WHAT THIS TASK INVOLVES: How many lines in the records below contain the string "tree", matching case exactly? Reply with the number only.

Raw records:
— Begin —
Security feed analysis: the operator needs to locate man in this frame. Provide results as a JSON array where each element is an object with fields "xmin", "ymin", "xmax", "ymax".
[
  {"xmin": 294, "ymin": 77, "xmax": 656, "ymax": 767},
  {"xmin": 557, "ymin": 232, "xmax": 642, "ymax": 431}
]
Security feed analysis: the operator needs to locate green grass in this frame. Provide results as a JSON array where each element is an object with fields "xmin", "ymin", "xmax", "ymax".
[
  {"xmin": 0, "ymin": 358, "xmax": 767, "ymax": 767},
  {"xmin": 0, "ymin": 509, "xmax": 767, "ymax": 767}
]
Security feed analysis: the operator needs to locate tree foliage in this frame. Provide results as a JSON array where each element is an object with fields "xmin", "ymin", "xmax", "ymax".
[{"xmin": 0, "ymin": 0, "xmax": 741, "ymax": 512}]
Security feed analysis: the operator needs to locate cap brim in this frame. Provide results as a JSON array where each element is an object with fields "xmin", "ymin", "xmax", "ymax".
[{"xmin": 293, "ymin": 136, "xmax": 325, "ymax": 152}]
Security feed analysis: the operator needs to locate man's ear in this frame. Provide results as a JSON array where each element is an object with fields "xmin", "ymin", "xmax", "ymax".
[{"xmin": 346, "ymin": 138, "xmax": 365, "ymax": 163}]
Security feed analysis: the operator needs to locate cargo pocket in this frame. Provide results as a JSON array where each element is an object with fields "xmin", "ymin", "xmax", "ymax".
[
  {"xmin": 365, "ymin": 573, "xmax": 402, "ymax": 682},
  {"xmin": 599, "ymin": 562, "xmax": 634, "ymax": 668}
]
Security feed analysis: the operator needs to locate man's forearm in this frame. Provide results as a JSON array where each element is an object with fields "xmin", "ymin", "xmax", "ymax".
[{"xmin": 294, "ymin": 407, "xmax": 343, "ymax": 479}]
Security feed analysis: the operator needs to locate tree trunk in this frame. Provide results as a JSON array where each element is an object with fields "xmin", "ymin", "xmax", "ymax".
— End —
RESULT OF THIS EXERCISE: 2